§ Problem description
Filter the listing below, keeping only the lines that contain the word "concrete", and copy each of those lines in full.

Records
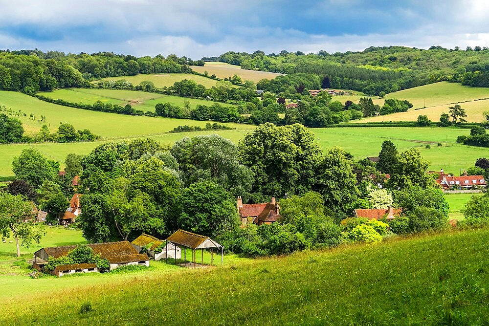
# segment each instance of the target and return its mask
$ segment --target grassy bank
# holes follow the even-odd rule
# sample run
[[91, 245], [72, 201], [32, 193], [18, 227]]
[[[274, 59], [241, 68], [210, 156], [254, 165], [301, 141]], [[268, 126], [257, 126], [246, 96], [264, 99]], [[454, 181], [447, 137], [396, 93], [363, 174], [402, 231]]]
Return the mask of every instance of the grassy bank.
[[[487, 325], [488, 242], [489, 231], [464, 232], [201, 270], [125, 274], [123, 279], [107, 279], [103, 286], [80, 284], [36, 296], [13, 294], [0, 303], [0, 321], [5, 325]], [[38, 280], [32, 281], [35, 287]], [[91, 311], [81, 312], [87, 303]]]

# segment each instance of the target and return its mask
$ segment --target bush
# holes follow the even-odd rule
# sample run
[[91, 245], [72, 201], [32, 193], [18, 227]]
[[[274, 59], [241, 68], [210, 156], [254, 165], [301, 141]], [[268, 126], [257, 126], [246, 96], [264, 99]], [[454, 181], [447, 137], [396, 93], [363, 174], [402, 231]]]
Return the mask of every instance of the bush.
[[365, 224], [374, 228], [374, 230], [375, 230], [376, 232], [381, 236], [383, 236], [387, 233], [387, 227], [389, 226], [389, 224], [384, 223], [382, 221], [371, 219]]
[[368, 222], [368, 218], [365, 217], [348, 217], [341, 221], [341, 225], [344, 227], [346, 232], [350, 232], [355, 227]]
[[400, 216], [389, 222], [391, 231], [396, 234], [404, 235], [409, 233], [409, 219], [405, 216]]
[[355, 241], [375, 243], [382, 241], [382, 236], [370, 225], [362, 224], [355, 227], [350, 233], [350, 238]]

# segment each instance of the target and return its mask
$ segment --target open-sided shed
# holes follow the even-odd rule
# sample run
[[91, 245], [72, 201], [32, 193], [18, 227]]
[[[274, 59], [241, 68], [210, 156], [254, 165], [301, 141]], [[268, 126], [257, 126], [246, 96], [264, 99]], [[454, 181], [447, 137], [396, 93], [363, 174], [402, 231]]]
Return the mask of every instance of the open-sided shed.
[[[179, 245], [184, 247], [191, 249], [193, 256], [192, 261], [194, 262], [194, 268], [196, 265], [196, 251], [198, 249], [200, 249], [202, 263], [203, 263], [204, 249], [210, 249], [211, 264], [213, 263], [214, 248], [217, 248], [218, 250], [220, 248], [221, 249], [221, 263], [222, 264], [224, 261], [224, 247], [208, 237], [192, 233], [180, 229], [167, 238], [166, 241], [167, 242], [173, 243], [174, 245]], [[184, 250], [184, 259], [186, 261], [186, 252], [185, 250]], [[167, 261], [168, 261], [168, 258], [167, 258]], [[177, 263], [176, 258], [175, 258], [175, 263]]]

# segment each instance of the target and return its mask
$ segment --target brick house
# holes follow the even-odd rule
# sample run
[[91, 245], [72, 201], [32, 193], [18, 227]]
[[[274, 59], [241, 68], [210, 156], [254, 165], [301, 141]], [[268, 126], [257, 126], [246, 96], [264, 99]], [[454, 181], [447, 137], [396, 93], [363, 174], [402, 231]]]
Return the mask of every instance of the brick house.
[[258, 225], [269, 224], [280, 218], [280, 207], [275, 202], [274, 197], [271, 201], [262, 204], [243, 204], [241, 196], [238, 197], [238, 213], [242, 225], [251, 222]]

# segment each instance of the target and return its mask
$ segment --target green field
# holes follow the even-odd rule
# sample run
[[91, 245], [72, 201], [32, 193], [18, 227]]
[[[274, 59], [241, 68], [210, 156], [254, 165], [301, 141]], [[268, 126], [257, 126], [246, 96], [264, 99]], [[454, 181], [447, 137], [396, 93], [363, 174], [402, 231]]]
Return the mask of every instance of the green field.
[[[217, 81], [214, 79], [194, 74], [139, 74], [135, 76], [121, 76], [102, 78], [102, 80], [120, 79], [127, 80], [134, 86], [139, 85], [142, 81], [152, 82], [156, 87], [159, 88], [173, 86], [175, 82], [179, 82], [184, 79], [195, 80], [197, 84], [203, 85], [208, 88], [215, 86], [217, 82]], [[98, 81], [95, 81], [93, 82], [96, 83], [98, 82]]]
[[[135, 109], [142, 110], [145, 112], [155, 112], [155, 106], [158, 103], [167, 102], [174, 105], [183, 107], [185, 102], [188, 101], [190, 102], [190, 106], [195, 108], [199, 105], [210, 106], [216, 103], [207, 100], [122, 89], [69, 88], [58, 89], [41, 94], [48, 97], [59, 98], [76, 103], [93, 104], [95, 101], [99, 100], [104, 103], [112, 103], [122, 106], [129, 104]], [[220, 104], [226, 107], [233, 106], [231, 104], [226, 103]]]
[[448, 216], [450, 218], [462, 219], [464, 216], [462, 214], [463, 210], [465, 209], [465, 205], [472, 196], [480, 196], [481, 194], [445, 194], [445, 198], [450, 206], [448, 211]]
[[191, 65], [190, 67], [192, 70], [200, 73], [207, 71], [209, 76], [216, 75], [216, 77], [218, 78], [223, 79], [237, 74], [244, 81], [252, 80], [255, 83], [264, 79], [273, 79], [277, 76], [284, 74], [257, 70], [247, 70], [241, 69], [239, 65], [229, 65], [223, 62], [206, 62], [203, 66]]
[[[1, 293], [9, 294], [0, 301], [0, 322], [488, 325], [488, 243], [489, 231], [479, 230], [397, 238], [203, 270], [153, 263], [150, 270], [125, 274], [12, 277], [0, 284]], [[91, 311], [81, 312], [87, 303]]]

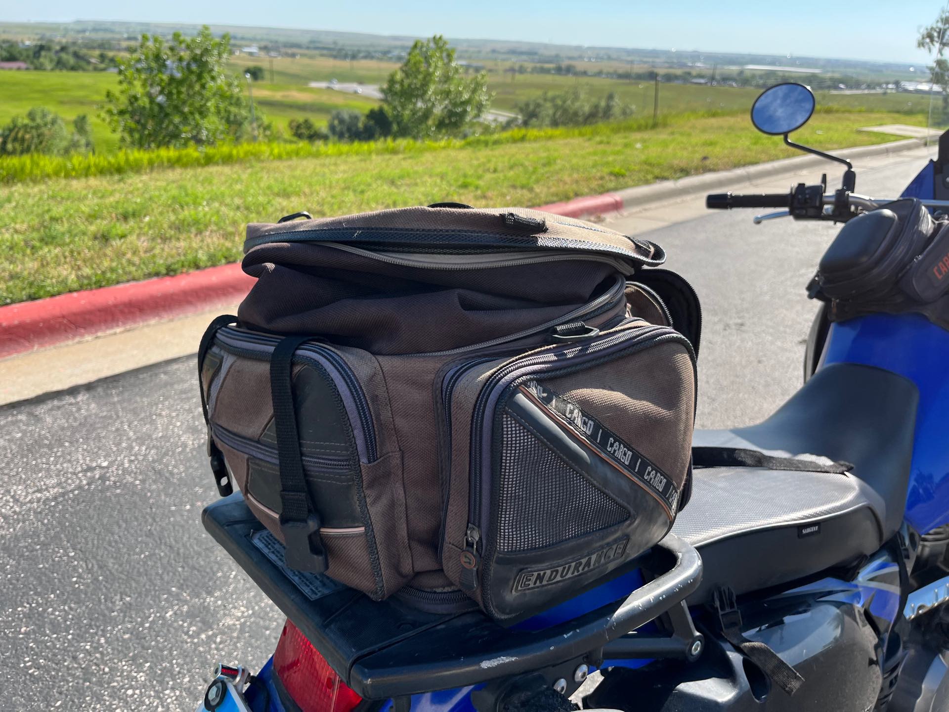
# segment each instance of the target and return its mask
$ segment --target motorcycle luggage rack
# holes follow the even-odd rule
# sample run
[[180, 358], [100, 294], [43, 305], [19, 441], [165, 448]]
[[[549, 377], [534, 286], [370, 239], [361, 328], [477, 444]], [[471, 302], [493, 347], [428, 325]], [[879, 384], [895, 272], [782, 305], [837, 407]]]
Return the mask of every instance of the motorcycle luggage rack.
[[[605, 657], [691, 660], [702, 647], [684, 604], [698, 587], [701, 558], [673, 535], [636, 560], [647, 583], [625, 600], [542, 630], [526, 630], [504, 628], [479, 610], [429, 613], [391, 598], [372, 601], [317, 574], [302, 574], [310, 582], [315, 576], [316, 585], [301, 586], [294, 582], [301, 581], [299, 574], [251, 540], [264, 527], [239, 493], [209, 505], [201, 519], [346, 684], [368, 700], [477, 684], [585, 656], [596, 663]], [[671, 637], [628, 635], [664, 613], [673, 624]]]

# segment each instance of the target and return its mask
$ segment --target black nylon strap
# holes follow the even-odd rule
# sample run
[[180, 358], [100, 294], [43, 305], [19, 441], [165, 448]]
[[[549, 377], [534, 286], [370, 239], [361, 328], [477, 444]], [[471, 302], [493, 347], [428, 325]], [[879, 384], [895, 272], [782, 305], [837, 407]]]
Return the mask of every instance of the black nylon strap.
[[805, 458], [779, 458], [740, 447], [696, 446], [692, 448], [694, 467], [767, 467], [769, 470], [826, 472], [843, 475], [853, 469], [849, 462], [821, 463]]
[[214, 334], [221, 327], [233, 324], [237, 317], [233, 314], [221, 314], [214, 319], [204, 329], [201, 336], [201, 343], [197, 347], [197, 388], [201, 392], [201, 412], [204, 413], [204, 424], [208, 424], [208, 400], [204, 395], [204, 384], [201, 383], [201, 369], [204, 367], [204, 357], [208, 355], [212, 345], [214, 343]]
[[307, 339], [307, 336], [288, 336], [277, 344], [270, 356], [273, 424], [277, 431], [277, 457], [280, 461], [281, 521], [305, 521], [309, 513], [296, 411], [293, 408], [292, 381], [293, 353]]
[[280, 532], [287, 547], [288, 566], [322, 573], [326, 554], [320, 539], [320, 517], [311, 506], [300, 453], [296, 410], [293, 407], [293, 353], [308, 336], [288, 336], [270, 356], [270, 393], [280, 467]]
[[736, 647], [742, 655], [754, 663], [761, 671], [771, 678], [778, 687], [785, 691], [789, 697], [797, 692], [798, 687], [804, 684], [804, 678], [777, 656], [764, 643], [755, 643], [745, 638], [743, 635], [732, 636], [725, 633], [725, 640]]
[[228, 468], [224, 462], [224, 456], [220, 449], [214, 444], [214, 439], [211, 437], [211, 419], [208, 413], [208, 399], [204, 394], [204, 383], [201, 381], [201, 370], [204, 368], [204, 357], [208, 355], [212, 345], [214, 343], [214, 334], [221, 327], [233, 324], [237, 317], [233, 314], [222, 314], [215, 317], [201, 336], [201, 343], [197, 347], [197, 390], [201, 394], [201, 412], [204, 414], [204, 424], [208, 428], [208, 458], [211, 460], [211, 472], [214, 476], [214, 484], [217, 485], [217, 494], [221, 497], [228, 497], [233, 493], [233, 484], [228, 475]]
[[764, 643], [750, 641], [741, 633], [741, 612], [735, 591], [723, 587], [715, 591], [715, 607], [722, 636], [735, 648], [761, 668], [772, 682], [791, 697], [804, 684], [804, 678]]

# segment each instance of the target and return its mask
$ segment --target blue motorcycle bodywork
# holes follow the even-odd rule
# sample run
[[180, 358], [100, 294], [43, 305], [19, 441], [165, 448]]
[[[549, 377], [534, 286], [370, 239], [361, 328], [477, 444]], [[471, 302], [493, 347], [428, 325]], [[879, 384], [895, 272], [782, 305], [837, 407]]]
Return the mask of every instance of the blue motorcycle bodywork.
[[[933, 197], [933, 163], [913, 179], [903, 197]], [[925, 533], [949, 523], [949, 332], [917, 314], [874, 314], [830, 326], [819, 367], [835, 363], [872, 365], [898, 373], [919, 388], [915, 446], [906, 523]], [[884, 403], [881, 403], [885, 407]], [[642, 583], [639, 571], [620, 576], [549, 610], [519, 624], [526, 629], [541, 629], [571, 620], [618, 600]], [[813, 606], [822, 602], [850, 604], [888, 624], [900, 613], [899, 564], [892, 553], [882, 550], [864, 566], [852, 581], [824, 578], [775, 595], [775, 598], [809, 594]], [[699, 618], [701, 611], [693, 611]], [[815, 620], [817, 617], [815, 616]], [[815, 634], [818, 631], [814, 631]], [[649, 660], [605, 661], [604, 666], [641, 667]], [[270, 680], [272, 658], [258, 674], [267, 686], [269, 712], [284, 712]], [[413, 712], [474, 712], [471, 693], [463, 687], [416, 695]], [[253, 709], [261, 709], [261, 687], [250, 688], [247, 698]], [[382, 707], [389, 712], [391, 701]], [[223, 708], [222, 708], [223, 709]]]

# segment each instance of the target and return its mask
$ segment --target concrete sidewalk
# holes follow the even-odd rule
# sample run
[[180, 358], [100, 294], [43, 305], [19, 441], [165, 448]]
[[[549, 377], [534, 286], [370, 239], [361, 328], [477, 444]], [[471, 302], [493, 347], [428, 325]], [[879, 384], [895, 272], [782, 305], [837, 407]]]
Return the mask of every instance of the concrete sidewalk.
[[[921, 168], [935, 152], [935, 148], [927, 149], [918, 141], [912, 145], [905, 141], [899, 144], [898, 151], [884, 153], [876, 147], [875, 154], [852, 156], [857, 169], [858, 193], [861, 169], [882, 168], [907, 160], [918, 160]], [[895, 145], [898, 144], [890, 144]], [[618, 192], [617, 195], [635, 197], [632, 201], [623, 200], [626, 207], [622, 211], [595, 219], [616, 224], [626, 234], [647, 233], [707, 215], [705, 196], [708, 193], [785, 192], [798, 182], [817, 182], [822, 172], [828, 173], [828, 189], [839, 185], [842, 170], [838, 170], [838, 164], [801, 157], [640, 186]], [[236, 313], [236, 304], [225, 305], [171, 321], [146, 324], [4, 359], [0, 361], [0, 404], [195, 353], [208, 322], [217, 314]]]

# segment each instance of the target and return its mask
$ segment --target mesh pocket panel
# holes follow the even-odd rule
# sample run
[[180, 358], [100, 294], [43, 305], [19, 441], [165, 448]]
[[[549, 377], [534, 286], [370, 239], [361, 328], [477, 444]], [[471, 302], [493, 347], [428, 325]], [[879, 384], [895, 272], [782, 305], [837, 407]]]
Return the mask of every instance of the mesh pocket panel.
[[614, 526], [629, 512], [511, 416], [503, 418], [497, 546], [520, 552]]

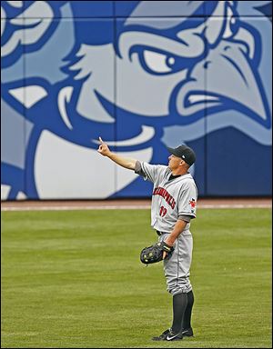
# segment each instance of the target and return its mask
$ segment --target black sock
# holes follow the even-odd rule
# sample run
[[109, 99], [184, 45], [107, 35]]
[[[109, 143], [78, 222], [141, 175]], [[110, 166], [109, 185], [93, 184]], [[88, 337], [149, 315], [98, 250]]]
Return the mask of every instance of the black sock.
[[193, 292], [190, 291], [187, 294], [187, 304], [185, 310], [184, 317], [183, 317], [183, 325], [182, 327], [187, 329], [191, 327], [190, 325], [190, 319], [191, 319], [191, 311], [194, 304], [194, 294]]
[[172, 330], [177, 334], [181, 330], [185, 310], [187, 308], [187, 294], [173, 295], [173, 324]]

§ Answer to this problem
$ segment --target concrete sidewalk
Return the mask of every instance of the concrete sidewalk.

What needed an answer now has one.